### SUPPLIED TEXT
------------------------------------
But there are those who defend social justice activism. It’s doing the right thing and making a change, they say. But, the long run often tells a different story. Many a time, good intentions are stuffed in the back seat while radical extremists grab the steering wheel. Those wanting to help the environment are drowned out by “Humans are a cancer.” And, those wanting peace in Gaza are drowned out by “Death to Israel.” Something flips and then good people are suddenly following the bad.
Author Lionel Shriver examines activist trends in her latest novel Mania. In a recent interview, she discussed this issue and she noted, “the rapidity with which people suddenly embrace one prescribed view, and also the ease with which these mind viruses now spread internationally.”
Canadians have seen activist themes rise and fall like songs on the hit parade: ozone layer, baby seals, anti-bullying, pronouns, #metoo. One by one, though, they eventually become discarded idols outside the temple of social justice.
It is impossible to predict the next movement that will captivate the masses. Max Weber says the process will be like deities competing for supremacy. He writes “The ancient gods, disenchanted and therefore transformed into impersonal powers, rise from their graves and reassume the eternal struggle between them in the hope of conquering the supremacy of life.” Weber describes a ghostly competition—like a survival of the fittest.
These are interesting times. And, with mixed anticipation, Canadians await the arrival of the next social justice bandwagon.
Gerald Heinrichs is a lawyer in Regina, Saskatchewan.
------------------------------------
### DESCRIPTION OF THE TASK
Please turn the paragraph of the activism commentary that begins "It is impossible to predict" into a short bulleted list that keeps its main facts. The entries after the activism commentary have no connection to it.

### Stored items
------------------------------------
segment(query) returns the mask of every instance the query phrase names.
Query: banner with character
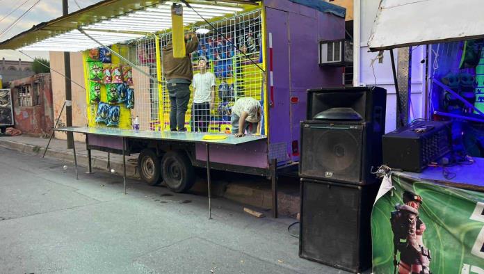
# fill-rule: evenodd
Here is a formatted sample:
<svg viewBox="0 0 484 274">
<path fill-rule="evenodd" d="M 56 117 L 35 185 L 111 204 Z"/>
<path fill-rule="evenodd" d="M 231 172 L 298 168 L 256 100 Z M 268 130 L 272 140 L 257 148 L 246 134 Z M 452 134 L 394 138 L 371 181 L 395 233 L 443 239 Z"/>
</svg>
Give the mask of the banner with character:
<svg viewBox="0 0 484 274">
<path fill-rule="evenodd" d="M 373 273 L 484 273 L 484 193 L 394 172 L 378 197 Z"/>
</svg>

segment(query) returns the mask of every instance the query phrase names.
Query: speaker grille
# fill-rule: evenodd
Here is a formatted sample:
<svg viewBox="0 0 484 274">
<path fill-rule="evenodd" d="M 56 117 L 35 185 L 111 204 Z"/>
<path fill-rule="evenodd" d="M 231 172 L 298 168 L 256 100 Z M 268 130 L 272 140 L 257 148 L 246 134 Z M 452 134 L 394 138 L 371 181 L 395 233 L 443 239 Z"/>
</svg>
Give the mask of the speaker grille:
<svg viewBox="0 0 484 274">
<path fill-rule="evenodd" d="M 359 183 L 363 129 L 362 125 L 305 124 L 300 175 Z"/>
<path fill-rule="evenodd" d="M 369 268 L 378 185 L 303 179 L 301 186 L 300 256 L 353 272 Z"/>
</svg>

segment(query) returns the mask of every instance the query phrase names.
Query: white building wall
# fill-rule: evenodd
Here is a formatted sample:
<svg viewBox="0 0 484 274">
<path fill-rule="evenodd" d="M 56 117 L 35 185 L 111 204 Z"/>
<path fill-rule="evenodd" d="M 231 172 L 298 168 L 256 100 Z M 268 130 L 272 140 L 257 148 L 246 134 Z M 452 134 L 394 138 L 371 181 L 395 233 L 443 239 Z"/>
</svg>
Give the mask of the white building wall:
------------------------------------
### OUTPUT FOR THIS TASK
- No one can predict the next movement that will captivate the masses.
- Max Weber says the process will be like deities competing for supremacy.
- He writes that the ancient gods, disenchanted and turned into impersonal powers, rise from their graves and resume their eternal struggle to conquer the supremacy of life.
- Weber describes a ghostly competition, like a survival of the fittest.